[PROBLEM DESCRIPTION] In full and without alteration, print the entries.

--- EXERCISE INPUTS Enclosed Below ---

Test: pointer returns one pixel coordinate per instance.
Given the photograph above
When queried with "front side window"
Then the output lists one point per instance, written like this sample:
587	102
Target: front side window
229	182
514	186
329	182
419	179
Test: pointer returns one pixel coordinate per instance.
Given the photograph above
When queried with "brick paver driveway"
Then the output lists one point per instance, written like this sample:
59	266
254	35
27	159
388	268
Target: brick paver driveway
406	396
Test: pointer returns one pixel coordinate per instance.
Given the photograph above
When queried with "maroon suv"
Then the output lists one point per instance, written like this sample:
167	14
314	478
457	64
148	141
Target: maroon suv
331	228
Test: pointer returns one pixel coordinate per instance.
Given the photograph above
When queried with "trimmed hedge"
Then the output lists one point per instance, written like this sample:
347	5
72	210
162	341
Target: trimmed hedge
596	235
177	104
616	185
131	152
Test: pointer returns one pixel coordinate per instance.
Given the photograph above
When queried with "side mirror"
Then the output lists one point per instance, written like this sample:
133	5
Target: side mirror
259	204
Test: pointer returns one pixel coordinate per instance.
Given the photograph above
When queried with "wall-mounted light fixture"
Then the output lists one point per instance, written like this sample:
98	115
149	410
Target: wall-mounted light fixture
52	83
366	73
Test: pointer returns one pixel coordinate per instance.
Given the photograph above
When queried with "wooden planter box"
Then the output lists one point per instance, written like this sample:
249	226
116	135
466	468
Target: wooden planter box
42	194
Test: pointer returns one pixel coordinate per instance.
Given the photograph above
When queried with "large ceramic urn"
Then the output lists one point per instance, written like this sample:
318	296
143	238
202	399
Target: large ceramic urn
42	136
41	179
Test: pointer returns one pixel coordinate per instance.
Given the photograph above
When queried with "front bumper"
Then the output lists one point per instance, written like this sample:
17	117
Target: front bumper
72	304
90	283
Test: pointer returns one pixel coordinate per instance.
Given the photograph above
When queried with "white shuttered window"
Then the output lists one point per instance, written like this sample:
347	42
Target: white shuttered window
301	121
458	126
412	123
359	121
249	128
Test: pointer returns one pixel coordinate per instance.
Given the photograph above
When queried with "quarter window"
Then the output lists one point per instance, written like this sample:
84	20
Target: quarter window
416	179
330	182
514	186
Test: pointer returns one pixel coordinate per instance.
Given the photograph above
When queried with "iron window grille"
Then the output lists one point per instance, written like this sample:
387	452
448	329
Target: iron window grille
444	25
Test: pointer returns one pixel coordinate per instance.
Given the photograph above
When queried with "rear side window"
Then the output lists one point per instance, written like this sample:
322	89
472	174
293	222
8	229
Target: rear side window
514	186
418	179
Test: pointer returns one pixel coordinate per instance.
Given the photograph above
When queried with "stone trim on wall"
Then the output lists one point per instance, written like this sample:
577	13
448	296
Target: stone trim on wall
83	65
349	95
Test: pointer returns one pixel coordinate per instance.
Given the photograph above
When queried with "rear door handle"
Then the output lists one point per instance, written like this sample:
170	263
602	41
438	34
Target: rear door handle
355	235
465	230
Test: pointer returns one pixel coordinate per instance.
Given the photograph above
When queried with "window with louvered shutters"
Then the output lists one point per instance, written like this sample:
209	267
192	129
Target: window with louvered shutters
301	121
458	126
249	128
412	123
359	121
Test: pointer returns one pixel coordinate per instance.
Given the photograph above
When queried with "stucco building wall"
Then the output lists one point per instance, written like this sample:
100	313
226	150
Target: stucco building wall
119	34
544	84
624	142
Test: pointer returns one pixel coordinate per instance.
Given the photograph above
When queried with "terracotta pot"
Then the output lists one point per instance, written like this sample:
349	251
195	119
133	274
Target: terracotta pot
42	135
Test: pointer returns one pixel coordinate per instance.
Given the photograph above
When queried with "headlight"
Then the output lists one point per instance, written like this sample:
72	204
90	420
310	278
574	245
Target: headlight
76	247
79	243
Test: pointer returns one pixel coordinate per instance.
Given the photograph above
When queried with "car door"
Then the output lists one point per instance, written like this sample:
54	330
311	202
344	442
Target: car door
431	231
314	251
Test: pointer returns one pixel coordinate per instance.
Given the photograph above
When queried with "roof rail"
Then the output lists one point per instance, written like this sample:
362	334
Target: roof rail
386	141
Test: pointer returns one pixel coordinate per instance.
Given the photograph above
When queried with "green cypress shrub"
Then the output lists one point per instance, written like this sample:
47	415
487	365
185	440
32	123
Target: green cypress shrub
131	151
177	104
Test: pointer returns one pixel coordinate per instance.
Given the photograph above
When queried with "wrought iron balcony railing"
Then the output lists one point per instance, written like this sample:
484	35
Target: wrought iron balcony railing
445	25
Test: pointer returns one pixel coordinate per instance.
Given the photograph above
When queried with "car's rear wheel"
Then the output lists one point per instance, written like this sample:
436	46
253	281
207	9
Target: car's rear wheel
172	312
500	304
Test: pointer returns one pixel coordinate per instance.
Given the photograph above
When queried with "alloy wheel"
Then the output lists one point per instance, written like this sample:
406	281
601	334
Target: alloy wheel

--- End of Enclosed EXERCISE INPUTS ---

[RESULT OF THIS TASK]
Test: pointer returns one pixel coordinate per instance.
Given the photograph above
When queried with "front side window"
Then the output lists one point per instance, written like this sample:
587	102
Target: front side window
229	182
514	186
329	182
419	179
Test: pointer returns one pixel coordinate per instance.
Given the photograph above
When queried with "brick paver driveway"
Then the output lists one point per instance, written like this sample:
59	266
254	35
27	159
388	268
Target: brick paver driveway
406	396
Test: pointer returns one pixel coordinate per instance.
Given the photograph above
When queried with "maroon suv"
Then the output lists one point per instance, written like this sample:
167	14
314	478
457	64
148	141
Target: maroon suv
331	228
Test: pointer returns one pixel coordinate per instance.
Given the photograph above
When queried with "trimmed hedge"
Then the output lists one point per instance, written like this sample:
347	5
72	210
162	341
Target: trimmed hedge
596	235
177	104
616	185
131	152
Test: pointer returns one pixel coordinate per instance.
Given the photograph above
When queried with "side mirror"
Then the output lists one point per instance, written like this sample:
133	5
Target: side mirror
259	204
Test: pointer returns one pixel coordinate per instance.
Given the photograph above
When queried with "wall-mounted light fixture"
Then the output lists one point per instance, written like this sample:
98	115
149	410
Target: wall-mounted light fixture
52	83
366	73
Test: pointer returns one pixel coordinate per instance.
Given the photograph above
When queried with "wooden planter box"
Then the output lists one point per instance, written like this sample:
249	226
116	135
466	468
Target: wooden planter box
42	194
Test: pointer returns one pixel coordinate per instance.
Given the photograph above
When queried with "large ceramic urn"
Then the output lists one point per instance, written like this sample:
318	296
143	238
202	399
Target: large ceramic urn
42	136
41	179
Test: pointer returns one pixel coordinate per instance.
Given the photograph above
When queried with "front bumper"
Then the output lists one point per instance, written like this sample:
17	117
Target: front bumper
72	304
90	283
Test: pointer returns one pixel coordinate per instance.
Given the photograph above
When queried with "white shuttered window"
Then the output lists one point per instance, written like this sample:
347	42
Target: white shuttered window
301	121
458	126
412	123
359	121
249	128
Test: pointer returns one pixel coordinate per instance.
Given the photograph above
When queried with "quarter window"
Then the output lists one point per instance, written like this sample:
84	20
Target: quarter window
416	179
330	182
514	186
Test: pointer returns one pixel coordinate per instance.
Given the photograph above
When queried with "iron window grille"
Then the output lists one point per instance, written like this sample:
387	452
448	329
Target: iron window grille
444	25
Test: pointer returns one pixel coordinate per instance.
Given the photograph above
When queried with "rear side window"
Then the output lists one point per instance, written like this sample:
322	89
472	174
293	222
8	229
Target: rear side window
514	186
418	179
Test: pointer returns one pixel coordinate per instance.
Given the photograph above
When queried with "stone trim on wall"
Then the output lists one point per instance, written like this sample:
577	13
448	296
Target: stone trim on wall
83	65
349	95
Test: pointer returns one pixel coordinate per instance.
Given the photograph above
When queried with "rear door handle"
Then the output lists one point per instance, written like this sample:
170	263
602	41
438	34
Target: rear door handle
355	235
465	230
Test: pointer returns one pixel coordinate per instance.
Given the photograph above
When queried with "window with louvered shutters"
Then the output lists one point per instance, written like this sample:
209	267
192	129
Target: window with louvered shutters
301	121
458	126
249	128
412	123
359	121
Test: pointer returns one pixel coordinate per instance.
Given the photograph above
When queried with "stucco building wall"
Then the output lists one point per instance, written like this sample:
100	313
226	150
Target: stucco building wall
119	34
544	84
624	142
Test: pointer returns one pixel coordinate per instance.
Given the photograph above
When queried with "terracotta pot"
Then the output lists one point per instance, written like this sample:
349	251
195	119
133	274
Target: terracotta pot
42	135
Test: pointer returns one pixel coordinate per instance.
Given the photograph above
When queried with "headlight"
Then the output lists one point per instance, written like this sample:
72	204
90	420
310	278
574	245
Target: headlight
76	247
79	243
Test: pointer returns one pixel coordinate per instance.
Given the photograph above
When queried with "car door"
Then the output lists one point per instance, written like this sample:
54	330
311	202
344	442
Target: car door
431	231
314	251
Test: pointer returns one pixel coordinate per instance.
Given the photograph above
When queried with "roof rail"
Then the output lists one point per instance, written like this sample:
362	334
Target: roof rail
386	141
Test: pointer returns one pixel coordinate per instance.
Given the photograph above
When queried with "green cypress shrub"
Then the output lists one point per instance, written like this sample:
47	415
487	365
185	440
32	123
Target: green cypress shrub
131	151
177	104
Test: pointer returns one pixel coordinate per instance.
Given the photograph above
When queried with "wrought iron balcony railing"
Then the output lists one point per instance, written like this sample:
484	35
Target: wrought iron balcony railing
445	25
Test: pointer returns one pixel coordinate per instance.
Given the photograph above
When queried with "car's rear wheel"
Then the output lists one point per instance, written like this sample:
436	46
253	281
207	9
Target: car's rear wheel
172	312
500	304
Test: pointer returns one pixel coordinate per instance.
Given the photograph above
When queried with "alloy wheel"
Then the output lists one point per instance, written like this sample:
406	281
601	334
Target: alloy wheel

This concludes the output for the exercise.